[Object location annotation data]

★ ★ ★ ★ ★ ★ ★

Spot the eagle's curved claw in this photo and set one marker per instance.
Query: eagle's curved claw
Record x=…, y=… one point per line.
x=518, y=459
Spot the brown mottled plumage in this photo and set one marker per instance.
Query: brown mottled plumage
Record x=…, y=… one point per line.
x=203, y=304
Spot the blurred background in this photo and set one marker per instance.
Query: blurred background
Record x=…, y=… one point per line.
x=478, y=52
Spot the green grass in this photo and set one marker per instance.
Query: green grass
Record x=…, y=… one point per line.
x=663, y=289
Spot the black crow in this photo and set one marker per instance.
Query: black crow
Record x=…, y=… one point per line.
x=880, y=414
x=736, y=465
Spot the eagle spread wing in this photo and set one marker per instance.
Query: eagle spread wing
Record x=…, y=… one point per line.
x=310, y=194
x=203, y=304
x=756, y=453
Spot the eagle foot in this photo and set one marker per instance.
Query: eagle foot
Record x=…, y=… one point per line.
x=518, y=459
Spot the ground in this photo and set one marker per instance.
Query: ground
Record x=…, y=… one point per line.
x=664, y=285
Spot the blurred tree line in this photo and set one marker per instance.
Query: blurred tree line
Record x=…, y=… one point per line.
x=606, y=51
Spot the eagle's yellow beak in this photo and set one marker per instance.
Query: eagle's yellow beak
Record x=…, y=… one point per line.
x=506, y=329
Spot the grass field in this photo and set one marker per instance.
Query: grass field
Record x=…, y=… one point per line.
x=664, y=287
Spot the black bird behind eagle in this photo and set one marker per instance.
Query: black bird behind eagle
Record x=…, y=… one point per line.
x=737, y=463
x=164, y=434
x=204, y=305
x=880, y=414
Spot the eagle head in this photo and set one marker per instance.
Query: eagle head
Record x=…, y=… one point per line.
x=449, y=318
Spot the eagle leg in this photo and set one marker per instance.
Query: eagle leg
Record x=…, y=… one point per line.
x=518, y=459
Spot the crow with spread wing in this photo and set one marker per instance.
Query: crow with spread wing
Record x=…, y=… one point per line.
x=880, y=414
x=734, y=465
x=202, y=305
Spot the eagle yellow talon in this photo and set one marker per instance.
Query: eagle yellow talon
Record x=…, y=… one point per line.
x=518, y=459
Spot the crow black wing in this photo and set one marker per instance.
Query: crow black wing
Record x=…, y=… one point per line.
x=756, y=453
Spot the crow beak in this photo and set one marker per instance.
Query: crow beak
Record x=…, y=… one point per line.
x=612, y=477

★ ★ ★ ★ ★ ★ ★

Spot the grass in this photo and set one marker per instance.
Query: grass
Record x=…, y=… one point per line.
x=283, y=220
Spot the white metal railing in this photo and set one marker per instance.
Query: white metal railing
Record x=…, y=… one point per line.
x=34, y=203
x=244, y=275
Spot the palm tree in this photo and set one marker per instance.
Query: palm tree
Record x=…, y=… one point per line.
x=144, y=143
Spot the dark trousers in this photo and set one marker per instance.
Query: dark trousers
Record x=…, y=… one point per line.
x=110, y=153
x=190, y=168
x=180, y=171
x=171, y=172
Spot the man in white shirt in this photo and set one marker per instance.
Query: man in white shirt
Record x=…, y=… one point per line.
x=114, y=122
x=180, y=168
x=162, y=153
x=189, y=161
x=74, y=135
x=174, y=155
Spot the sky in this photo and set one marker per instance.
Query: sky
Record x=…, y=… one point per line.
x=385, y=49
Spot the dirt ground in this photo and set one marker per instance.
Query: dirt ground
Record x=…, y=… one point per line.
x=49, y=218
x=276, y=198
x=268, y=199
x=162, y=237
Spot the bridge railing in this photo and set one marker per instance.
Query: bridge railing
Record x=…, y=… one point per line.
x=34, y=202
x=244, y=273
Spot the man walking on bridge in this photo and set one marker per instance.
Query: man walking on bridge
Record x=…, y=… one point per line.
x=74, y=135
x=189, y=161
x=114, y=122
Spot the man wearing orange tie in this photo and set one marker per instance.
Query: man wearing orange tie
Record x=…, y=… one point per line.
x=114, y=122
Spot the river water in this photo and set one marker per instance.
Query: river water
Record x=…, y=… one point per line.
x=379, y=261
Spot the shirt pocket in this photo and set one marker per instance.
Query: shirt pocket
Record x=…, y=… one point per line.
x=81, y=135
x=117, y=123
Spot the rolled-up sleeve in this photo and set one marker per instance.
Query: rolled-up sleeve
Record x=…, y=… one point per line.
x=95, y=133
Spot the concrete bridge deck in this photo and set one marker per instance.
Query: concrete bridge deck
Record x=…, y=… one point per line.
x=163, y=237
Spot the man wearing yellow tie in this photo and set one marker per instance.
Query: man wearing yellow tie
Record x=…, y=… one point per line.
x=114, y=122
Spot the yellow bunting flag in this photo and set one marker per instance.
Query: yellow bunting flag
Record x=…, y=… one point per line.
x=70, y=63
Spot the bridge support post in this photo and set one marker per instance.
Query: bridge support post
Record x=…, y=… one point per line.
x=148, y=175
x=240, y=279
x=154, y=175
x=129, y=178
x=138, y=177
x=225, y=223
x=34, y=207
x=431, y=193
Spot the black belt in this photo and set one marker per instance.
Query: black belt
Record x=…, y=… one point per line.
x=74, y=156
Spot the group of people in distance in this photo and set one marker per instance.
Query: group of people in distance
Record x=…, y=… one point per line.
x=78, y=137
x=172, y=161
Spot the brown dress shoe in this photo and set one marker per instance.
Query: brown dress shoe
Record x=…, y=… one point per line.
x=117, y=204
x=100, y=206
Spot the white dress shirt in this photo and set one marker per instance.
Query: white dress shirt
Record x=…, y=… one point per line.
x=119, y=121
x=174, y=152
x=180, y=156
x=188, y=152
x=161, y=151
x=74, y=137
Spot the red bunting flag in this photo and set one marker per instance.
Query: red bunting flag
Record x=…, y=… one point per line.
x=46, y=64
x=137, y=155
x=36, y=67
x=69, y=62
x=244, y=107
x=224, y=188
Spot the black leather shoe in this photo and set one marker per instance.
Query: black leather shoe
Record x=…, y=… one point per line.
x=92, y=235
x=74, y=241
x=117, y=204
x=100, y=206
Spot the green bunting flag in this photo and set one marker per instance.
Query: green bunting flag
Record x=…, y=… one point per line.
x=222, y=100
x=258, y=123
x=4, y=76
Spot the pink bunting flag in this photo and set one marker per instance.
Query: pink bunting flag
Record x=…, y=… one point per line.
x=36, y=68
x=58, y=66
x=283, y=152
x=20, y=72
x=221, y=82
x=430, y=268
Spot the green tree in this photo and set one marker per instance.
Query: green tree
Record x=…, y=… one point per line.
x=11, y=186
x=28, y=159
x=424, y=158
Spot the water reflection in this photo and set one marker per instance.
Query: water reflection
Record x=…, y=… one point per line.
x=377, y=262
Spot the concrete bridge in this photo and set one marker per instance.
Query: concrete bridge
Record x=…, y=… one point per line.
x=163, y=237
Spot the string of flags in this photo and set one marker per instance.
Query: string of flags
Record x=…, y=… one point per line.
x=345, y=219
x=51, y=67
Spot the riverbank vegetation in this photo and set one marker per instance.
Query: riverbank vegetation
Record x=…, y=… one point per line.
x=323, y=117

★ ★ ★ ★ ★ ★ ★

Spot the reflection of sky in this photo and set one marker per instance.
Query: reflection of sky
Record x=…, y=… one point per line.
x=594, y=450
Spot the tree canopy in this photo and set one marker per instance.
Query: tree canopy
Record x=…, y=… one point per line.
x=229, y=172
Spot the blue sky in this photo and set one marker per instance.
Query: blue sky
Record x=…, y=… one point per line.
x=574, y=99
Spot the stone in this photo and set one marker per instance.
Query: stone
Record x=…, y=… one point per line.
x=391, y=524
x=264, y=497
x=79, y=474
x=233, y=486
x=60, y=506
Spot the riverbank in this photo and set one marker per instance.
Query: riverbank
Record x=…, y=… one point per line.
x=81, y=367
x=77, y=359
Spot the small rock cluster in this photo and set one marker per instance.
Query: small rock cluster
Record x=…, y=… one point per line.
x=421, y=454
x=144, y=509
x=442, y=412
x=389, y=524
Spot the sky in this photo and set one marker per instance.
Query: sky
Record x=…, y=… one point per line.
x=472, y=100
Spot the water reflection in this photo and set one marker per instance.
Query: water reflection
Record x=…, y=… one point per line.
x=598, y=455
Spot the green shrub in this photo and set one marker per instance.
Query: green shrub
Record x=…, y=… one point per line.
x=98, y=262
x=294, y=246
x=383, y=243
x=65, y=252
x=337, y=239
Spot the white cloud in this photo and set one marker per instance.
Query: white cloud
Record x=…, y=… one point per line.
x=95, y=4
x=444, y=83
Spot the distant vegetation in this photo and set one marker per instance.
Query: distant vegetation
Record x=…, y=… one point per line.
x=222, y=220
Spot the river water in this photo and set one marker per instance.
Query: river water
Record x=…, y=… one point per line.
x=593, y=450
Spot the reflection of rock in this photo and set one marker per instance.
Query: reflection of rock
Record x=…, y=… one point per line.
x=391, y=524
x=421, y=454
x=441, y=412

★ ★ ★ ★ ★ ★ ★

▶ _What this task involves_
Write out again the rows starting with the line that contains "Spot the crow with" and going on through the line that contains "x=612, y=477", requests included. Shift every coordinate in the answers by adding -61 to it.

▶ _The completed task_
Spot the crow with spread wing in this photo and set one marker per instance.
Query: crow with spread wing
Record x=…, y=… one point per line.
x=819, y=353
x=673, y=404
x=141, y=244
Spot the eagle yellow talon in this photo and set one marker per instance.
Query: eagle yellow talon
Record x=…, y=… one point per line.
x=457, y=398
Spot the crow black wing in this photo and set one marker per instance.
Query: crow black wing
Record x=…, y=… one point per line.
x=695, y=392
Spot the crow beak in this photo and set one marker per instance.
Query: crow beak
Record x=…, y=… one point per line.
x=551, y=416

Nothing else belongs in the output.